Passage to read:
::::

Linsay Willier

Linsay Willier has a degree in child and youth care and runs workshops on self-esteem and building confidence in different communities across Turtle Island. She is from the Sucker Creek First Nation in Northern Alberta. Linsay notably found opportunities as a contestant on the television show Canada’s Next Top Model.

“I secretly always wanted to model. Growing up, it was my secret heart of hearts.” Coming from a small reserve, however, Linsay struggled with confidence. “I was very shy, and had low self-esteem.”

Linsay recalls her first runway show: “I had never worn stilettos [high heel shoes] before because I’m five foot ten and I grew up on the Res with dirt roads; there was no place to wear stilettos!”

But Linsay found that her childhood had provided her with an internal confidence she didn’t even know she’d had. “It turns out that all of my years playing hockey, ice hockey, growing up was the one thing that really helped me build confidence and really helped me get out of that dark shell and made me a better model. I surprised myself by like, ‘Okay, you know, maybe I’m more capable than I’m letting myself believe.’”

This connection between hockey and modelling is just one successful example of Linsay’s belief that young people should follow their passions. “You never know where it will lead you! It could introduce you to one of your best friends, or to a different job that you didn’t know you would love so much. And if you’re following that passion, you’re heading on the right path. The universe will reward you for following your heart.”

::::

[Outline lines]
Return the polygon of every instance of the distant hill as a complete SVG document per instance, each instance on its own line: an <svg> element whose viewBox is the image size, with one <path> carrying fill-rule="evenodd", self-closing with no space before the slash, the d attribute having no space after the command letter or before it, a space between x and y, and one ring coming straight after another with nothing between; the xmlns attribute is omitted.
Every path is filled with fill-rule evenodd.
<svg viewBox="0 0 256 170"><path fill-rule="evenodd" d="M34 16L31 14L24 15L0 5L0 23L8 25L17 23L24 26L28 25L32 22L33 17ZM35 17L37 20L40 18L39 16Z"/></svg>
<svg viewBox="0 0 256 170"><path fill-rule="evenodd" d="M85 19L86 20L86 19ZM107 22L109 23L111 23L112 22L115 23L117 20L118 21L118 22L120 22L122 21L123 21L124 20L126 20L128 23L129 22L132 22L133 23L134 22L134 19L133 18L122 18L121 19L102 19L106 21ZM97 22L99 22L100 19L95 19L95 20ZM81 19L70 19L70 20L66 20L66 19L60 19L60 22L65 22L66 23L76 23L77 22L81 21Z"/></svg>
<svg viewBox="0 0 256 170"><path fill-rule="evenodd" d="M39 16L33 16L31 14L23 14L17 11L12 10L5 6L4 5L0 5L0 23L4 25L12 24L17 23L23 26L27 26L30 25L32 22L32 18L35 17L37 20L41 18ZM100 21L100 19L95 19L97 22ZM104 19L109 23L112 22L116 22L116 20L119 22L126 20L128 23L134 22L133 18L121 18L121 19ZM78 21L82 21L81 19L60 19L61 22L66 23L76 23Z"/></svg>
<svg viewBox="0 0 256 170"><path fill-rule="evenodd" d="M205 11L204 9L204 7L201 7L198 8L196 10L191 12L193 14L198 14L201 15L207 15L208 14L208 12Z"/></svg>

::::

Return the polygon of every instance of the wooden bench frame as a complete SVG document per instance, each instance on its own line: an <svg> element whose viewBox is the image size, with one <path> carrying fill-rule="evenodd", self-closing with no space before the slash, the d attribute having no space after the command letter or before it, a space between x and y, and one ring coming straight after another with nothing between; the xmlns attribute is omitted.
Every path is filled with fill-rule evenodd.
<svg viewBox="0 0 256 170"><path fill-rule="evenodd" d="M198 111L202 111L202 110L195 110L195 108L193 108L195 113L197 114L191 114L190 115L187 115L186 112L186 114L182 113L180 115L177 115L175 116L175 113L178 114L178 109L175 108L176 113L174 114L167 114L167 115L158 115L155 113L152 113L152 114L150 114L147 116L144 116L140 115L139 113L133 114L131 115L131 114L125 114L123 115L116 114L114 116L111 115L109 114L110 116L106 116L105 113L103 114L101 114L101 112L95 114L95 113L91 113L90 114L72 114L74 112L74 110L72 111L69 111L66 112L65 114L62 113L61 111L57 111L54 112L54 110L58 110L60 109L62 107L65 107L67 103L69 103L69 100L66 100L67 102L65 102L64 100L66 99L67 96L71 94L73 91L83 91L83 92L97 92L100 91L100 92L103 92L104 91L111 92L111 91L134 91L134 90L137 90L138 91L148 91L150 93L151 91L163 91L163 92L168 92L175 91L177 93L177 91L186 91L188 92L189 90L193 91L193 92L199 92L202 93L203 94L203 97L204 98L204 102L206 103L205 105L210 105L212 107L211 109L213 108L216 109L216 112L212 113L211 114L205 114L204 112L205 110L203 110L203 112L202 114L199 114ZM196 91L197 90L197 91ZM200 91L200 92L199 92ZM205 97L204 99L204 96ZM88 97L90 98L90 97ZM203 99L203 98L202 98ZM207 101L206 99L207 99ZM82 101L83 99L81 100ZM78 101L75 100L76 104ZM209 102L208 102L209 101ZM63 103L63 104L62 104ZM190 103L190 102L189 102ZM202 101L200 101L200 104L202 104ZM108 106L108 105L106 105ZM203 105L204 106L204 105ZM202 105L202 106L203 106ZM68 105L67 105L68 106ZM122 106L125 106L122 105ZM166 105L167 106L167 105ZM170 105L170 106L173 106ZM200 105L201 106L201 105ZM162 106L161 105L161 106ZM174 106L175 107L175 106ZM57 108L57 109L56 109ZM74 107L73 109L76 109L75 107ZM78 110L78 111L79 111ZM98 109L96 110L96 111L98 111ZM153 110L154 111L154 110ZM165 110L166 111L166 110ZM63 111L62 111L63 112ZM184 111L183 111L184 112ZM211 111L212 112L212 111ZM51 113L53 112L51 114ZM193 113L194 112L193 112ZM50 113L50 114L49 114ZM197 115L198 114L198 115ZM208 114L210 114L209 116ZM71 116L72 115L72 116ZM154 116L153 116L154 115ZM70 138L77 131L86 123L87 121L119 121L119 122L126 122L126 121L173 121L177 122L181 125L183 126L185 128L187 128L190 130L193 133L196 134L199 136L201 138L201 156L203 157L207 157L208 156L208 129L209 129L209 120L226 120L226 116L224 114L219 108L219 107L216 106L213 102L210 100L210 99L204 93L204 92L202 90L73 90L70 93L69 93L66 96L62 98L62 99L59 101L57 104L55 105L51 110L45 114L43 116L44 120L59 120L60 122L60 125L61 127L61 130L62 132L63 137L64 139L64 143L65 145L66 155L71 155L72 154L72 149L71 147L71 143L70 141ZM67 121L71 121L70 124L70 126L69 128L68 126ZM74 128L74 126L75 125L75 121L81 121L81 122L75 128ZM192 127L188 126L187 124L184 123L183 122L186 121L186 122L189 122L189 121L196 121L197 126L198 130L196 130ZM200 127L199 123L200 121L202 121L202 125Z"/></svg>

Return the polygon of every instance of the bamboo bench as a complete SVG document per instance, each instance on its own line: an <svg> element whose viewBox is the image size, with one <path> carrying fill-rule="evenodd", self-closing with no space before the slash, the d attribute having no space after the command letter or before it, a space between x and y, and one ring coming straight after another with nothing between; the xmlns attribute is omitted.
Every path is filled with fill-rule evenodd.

::::

Goal A:
Using the passage about Linsay Willier, decide whether each statement agrees with it, answering yes or no and quoting the words of the passage that settle it. (i) Linsay Willier is from the Sucker Creek First Nation in Northern Alberta. (ii) Before her first runway show, she had often worn stilettos. (iii) Playing ice hockey while growing up helped her build confidence.
Goal B:
Write a continuation of the passage about Linsay Willier, starting after its final sentence.

Exercise answer A:
(i) Yes: "She is from the Sucker Creek First Nation in Northern Alberta."
(ii) No: "I had never worn stilettos [high heel shoes] before"
(iii) Yes: "all of my years playing hockey, ice hockey, growing up was the one thing that really helped me build confidence"

Exercise answer B:
As a child, Linsay looked to her parents as positive role models, because as she says, “There weren’t a lot of First Nations women [to emulate], especially out in the mainstream.” Linsay’s parents were very loving to her and her siblings, providing them with a stable upbringing, despite their own challenges. “My dad was in residential school, and my mom was born with only one arm….I’m like, if they can go through those things and still have a smile on their face and still be good people at their core, then I should be able to do that and to magnify it.”

Linsay recognises that many young people, especially those whose parents experienced the residential school system, may not have such a solid foundation. “It’s the most important thing for every youth. That’s why I try to tell them you can start building your own foundation. If their home life is rocky, then it’s like, okay, let’s start with the internal foundation, the internal work that is going to make you feel good about yourself.”

Linsay saw this dedication to self-improvement in her own father. “My dad has been sober for 33 years. When I was born he decided he couldn’t live that life [anymore]. Alcohol was consuming him. So he had to make the choice for himself that he needed to be sober. And I thank him so much for making that choice, because it really changed our upbringing and made it great.”

Linsay’s pride in her roots held her up during challenging moments, like being on national television: “I decided to audition for a show called Canada’s Next Top Model. I ended up being chosen to be on the show. And while I was on there they would ask me, ‘Where are you from?’”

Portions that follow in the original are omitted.